▶ [Task to carry out] Edit the lines below so that every "reported like this sample" reads "written in this format", and leave everything else unchanged.

▶ [Material shown]
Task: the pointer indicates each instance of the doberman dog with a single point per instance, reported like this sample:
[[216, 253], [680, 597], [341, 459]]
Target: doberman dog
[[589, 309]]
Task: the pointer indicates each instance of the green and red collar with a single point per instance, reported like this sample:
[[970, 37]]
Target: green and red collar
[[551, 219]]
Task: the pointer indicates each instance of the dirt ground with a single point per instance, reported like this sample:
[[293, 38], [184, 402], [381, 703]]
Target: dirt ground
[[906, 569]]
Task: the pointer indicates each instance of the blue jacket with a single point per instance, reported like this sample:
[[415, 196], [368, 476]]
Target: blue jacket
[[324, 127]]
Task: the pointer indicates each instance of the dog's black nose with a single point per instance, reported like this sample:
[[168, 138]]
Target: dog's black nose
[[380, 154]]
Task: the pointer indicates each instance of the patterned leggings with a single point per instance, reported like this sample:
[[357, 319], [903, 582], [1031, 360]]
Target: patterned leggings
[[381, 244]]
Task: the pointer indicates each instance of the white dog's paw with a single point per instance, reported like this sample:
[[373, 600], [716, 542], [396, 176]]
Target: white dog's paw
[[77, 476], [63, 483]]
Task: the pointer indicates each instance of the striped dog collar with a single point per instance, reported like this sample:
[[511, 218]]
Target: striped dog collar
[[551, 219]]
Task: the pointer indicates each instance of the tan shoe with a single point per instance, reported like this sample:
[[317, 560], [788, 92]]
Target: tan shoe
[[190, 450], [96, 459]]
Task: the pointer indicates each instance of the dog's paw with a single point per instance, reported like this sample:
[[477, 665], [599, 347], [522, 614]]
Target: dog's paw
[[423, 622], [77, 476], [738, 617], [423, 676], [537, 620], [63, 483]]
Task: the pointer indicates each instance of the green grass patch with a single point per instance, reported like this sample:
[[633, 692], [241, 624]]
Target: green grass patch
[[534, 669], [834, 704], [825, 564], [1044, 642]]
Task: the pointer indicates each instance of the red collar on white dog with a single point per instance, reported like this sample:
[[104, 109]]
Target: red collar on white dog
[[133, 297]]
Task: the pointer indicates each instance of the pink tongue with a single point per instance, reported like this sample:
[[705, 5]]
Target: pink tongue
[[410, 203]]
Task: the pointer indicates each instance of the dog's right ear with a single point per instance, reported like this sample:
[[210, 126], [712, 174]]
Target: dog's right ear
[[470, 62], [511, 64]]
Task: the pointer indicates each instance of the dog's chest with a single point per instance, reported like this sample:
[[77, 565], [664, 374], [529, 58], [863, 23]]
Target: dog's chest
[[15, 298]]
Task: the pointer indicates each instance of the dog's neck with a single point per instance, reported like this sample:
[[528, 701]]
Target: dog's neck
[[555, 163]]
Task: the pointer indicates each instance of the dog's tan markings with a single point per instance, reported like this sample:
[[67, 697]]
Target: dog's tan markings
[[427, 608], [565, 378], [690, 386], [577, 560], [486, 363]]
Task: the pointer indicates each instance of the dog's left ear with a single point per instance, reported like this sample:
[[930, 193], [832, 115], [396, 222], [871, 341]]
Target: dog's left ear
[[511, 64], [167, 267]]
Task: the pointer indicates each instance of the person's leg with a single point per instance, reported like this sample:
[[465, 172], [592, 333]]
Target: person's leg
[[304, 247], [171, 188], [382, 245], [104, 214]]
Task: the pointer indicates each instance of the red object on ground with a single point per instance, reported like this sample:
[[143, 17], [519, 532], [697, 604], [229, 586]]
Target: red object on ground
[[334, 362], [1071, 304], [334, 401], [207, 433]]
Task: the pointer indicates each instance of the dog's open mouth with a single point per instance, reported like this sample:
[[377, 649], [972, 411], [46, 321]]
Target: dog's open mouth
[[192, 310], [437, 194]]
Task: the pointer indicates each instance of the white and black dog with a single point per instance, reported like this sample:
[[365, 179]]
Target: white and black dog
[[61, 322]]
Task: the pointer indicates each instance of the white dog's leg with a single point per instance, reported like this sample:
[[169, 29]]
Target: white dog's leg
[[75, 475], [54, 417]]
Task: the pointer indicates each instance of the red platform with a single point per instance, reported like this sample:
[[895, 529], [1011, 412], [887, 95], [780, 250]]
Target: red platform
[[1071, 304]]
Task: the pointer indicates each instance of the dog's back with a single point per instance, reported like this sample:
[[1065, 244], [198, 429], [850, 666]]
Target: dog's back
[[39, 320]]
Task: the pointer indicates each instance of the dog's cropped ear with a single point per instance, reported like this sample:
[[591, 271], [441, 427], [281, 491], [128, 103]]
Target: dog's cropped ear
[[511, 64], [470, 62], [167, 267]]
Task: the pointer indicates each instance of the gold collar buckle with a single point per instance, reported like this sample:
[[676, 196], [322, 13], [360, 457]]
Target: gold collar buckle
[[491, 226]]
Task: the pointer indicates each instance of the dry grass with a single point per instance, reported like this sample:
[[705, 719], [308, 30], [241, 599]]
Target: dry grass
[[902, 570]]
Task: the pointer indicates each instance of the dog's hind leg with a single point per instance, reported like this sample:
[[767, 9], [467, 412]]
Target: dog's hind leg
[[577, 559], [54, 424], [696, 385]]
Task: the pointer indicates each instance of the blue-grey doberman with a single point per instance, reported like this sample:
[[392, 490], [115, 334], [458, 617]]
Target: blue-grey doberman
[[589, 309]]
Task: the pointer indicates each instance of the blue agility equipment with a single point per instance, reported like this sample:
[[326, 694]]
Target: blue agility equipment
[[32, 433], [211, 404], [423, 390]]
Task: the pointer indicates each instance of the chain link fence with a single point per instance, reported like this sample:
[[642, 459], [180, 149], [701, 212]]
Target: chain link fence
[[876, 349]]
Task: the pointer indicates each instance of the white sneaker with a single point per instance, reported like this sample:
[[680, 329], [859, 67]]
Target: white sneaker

▶ [Finished exercise]
Task: the pointer indicates each instance of the doberman dog with a single point per instance, written in this format:
[[216, 253], [680, 597], [341, 459]]
Target: doberman dog
[[589, 309]]
Task: the pointer indicates each instance of the green and red collar with a single point per instance, written in this format:
[[970, 37]]
Target: green and red collar
[[551, 219]]
Task: the pointer indicates each instance of the dirt ground with a single point per instance, written in this format:
[[293, 38], [184, 402], [381, 703]]
Target: dirt ground
[[906, 569]]
Task: the pointer indicates each instance of the blue jacket with a single point per instance, written in this format:
[[415, 196], [368, 476]]
Target: blue jacket
[[324, 127]]
Task: the pointer indicates each instance of the dog's black nose with a single point per instance, written in this format:
[[168, 138]]
Target: dog's black nose
[[380, 154]]
Task: the pointer indicates each instance of the patterned leggings with a single point per instance, written in this format:
[[357, 319], [903, 582], [1031, 360]]
Target: patterned leggings
[[381, 244]]
Task: the pointer indicates each instance of the white dog's paw with a single point per instance, written in this format:
[[373, 600], [716, 542], [396, 176]]
Target: white dog's paw
[[77, 476], [63, 483]]
Task: the pointer indicates each instance of the striped dog collar with a single point per instance, written in this format:
[[511, 218]]
Target: striped dog collar
[[551, 219]]
Task: the pointer indicates each instance of the tan shoe with a single point per instance, written in this format:
[[317, 560], [788, 92]]
Target: tan shoe
[[190, 450], [96, 459]]
Task: the pointer indicates each instance of the dog's paw with a single point per instance, written in this format:
[[477, 665], [599, 347], [522, 614]]
Target: dog's paw
[[423, 622], [77, 476], [738, 617], [423, 676], [537, 620], [63, 483]]
Task: the pointer indicates each instance of the green grass patch with a single point per instance, written in this format:
[[633, 692], [241, 624]]
Target: green grass patch
[[534, 669], [834, 704], [825, 564], [1044, 642]]
Task: the pointer indicates each instance of the red collar on white dog with a single point per instance, written in this format:
[[104, 109]]
Target: red collar on white dog
[[133, 297]]
Task: the pointer indicates each instance of the pink tongue with a single point per instance, written in this format:
[[705, 5]]
Target: pink tongue
[[410, 203]]
Task: the pointer indicates each instance of the dog's right ear with a single point per instance, written in this format:
[[210, 126], [712, 174]]
Target: dog's right ear
[[470, 62], [511, 64]]
Task: the pointer indicates each instance of the dog's chest with a single point per instance, written in this format:
[[77, 565], [664, 374], [529, 58], [863, 23]]
Target: dog's chest
[[15, 298]]
Task: the pointer indicates each instance of the dog's neck with a single point per instance, written in this format:
[[528, 701]]
Target: dog's neck
[[555, 163]]
Task: the pointer indicates each instance of the dog's tan markings with a single point per instance, written in this format:
[[67, 697]]
Target: dog's tan markings
[[427, 608], [565, 378], [690, 386], [577, 560], [486, 363]]
Task: the pointer indicates each instance of the dog's left ear with a single point per instance, written in this format:
[[930, 193], [832, 115], [396, 222], [871, 341]]
Target: dog's left ear
[[511, 64], [167, 267]]
Task: the pointer indicates each instance of the person's leg with a single point per instance, written in this format:
[[465, 172], [592, 333]]
Target: person's leg
[[304, 247], [171, 188], [382, 245], [104, 214]]
Task: the pointer indicates each instance of the red object on ground with a single point per instance, written in this format:
[[143, 17], [519, 532], [697, 604], [229, 586]]
Target: red object on ground
[[334, 362], [1071, 304], [334, 401], [207, 433]]
Task: the pointer indicates each instance of the dog's open mouth with a single point per instance, written in this format:
[[377, 649], [972, 411], [46, 321]]
Target: dog's open mouth
[[192, 310], [437, 194]]
Task: the pointer indicates each instance of the white and black dog with a single point per instance, written in this format:
[[365, 179]]
Target: white and black dog
[[61, 322]]
Task: the pointer indicates each instance of the white dog's leg with a single point per instance, written in this format:
[[169, 29]]
Target: white dog's leg
[[75, 475], [54, 417]]
Task: the pointer indicates each instance of the red platform with a single point per instance, written in this format:
[[895, 529], [1011, 412], [887, 95], [780, 250]]
Target: red platform
[[1071, 304]]
Task: the pointer indicates each instance of the dog's back with a single point per instance, written in this format:
[[1065, 244], [198, 429], [850, 666]]
Target: dog's back
[[39, 320]]
Task: the pointer indicates each instance of the dog's cropped ear with a single point per instance, written in this format:
[[591, 271], [441, 427], [281, 491], [128, 103]]
Target: dog's cropped ear
[[511, 64], [470, 62], [167, 267]]
Task: the pointer indicates each instance of the gold collar buckle with a single point per instance, written in this format:
[[676, 196], [322, 13], [360, 457]]
Target: gold collar buckle
[[491, 226]]
Task: the pointer indicates each instance of the dry grass with a single point per instance, written in this format:
[[705, 719], [308, 30], [241, 599]]
Target: dry grass
[[902, 570]]
Task: the pointer indicates each instance of the dog's hind leg with a single point per instance, written in this format:
[[767, 9], [467, 412]]
Target: dog's hind leg
[[577, 559], [54, 424], [696, 385]]
Task: the pointer indicates each instance of the blue-grey doberman with a single point per instance, written in this format:
[[392, 490], [115, 334], [458, 617]]
Target: blue-grey doberman
[[589, 309]]
Task: the pointer indicates each instance of the blue agility equipment with a single point per instance, written in this format:
[[326, 694]]
Target: blue agility equipment
[[32, 433], [211, 404], [423, 390]]
Task: the pointer indicates each instance of the chain link fence with a single point per instance, written in this format:
[[642, 459], [180, 149], [701, 212]]
Target: chain link fence
[[876, 349]]
Task: the pointer indicates each instance of the white sneaker with a single point per instance, written in this format:
[[680, 329], [859, 67]]
Target: white sneaker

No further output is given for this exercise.